Continue the forum discussion below about a horse's head set, picking up after its last sentence.

> **SOURCE**
>> START
Any breed of horse will have a proper head set if they are carrying their body correctly- the head follows the hind. Like JDI said, don't worry about forcing her head down into a certain head set- work on teaching yourself to get her to go properly, driving from behind. Her head set and correct frame will follow.
Here is a link to a small article on "creating a frame," which might help you.
The Perfect Horse: How to create a frame
What are your goals in riding? How is your horse's balance and movement overall?
A high head is not a bad thing, especially for an Arabian. Trying to keep the head down of an Arab is not going to happen. It's not a natural position for them and it messes with their gaits.
So my advise is to ride your Arabian for what he is, work on softness throughout the body, flexion of the neck, obedience, openess of the hips and shoudlers, and general correctness of the gait and he will be fine. Don't worry so much about his head, he's not going to ride like a quarter horse.
if they are running around with a high head you'll end up with a sore backed horse , and you have one that is paying more attention to the environment than to you. High head set is fine once the horse has the strength to do it without a hollow back. But most horses never really get to that point.
Do you have any pictures? A 'high headset' means different things to different folks. This is Mia (my Arabian mare) totally relaxed:
This is Mia in a normal riding position:
This is Mia when she is concerned about having another horse near her, but not so much as to stiffen her back..or at least not very stiff. Any higher would get her a stiff back:
I don't have any pictures of her on full alert with her back hollowed out...we're usually kind of busy at that point. Let's just say I sometimes am tempted to bite her ears at that point...:?
>> END
> **ENTRIES SUPPLIED**
>> START
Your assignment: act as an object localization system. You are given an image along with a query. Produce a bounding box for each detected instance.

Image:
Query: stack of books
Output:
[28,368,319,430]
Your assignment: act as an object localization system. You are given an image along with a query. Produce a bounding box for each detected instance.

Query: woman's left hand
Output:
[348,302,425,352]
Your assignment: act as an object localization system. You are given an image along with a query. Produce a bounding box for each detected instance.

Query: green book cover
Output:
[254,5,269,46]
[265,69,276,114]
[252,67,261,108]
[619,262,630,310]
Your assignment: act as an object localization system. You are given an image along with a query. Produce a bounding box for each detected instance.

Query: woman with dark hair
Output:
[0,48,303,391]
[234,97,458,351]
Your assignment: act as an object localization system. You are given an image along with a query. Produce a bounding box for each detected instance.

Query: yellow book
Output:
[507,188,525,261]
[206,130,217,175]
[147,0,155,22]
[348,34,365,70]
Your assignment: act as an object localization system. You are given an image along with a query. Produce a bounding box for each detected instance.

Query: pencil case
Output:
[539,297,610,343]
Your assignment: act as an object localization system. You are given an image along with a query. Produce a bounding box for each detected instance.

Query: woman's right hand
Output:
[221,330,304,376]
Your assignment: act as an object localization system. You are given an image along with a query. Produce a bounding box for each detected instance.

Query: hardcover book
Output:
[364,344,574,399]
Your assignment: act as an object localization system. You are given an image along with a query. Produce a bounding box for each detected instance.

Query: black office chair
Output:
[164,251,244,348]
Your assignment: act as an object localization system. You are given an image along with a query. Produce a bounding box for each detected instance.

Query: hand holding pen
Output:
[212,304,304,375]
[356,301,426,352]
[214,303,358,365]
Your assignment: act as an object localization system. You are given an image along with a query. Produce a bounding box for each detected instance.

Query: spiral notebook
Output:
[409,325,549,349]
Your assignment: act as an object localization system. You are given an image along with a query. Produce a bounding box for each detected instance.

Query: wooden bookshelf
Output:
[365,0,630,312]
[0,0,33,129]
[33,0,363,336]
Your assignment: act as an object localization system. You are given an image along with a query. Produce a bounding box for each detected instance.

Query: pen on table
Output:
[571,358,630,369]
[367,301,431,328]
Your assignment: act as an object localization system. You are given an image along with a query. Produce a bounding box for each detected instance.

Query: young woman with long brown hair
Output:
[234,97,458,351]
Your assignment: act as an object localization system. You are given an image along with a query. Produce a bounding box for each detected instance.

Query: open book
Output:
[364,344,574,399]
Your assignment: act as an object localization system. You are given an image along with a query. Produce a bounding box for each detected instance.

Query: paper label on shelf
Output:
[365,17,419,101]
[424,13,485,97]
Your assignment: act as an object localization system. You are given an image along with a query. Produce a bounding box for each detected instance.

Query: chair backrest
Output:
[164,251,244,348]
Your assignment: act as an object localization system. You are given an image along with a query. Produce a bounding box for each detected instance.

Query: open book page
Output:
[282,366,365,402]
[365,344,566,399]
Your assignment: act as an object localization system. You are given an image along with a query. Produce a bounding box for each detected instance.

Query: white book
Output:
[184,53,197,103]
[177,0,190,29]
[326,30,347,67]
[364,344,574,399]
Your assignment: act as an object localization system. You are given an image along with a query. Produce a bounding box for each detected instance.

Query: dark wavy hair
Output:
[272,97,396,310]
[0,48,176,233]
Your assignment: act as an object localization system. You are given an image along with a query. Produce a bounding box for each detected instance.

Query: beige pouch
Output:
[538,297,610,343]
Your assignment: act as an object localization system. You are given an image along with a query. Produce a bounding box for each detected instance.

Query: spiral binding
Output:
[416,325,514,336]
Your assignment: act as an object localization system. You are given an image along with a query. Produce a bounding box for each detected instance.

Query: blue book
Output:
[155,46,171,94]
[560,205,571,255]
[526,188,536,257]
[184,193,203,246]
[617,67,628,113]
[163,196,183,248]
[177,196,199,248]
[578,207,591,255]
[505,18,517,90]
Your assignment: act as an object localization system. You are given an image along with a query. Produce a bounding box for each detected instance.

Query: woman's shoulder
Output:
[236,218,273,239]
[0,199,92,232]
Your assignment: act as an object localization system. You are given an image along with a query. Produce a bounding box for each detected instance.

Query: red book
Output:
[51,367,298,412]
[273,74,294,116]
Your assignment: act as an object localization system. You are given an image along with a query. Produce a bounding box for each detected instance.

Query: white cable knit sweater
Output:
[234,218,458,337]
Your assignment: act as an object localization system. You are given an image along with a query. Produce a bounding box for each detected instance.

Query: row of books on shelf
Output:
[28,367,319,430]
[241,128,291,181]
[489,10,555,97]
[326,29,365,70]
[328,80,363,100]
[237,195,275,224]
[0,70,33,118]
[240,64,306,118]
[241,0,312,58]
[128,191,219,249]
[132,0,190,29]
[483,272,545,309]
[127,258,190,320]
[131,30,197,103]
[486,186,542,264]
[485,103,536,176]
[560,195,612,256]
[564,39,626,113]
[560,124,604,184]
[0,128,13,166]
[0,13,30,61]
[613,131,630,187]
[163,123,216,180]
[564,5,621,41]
>> END
> **EXERCISE RESULT**
I think it is more useful to pay attention to how she is moving and balanced. How stiff is her back? Is she moving loose, or with tension? At a canter, she used to stretch way out and get very heavy on the front - to the point I was worried we might flip. I will insist on a higher head at a canter because it helps her to shift her weight back, and I'll accept any tightness in the back in exchange for a safer balance. And as her balance is getting better, she is starting to do it right without getting stiff in the back.
As a suggestion, pay attention to how YOUR balance drives her balance. Where your center of gravity is, how much weight you carry in your rump vs thighs, how freely you move with her - those all play in to how she balances. And your goals in riding will affect what balance you want from her. Dressage is very different from speed. Don't look at other horses heads, but focus on what your goals are, where your horse is at right now, and how your balance and motion can help move her in the direction - over months or even years - in the direction you want.
All just IMHO. Mia and I are obviously a work in progress. Or I hope we're making progress...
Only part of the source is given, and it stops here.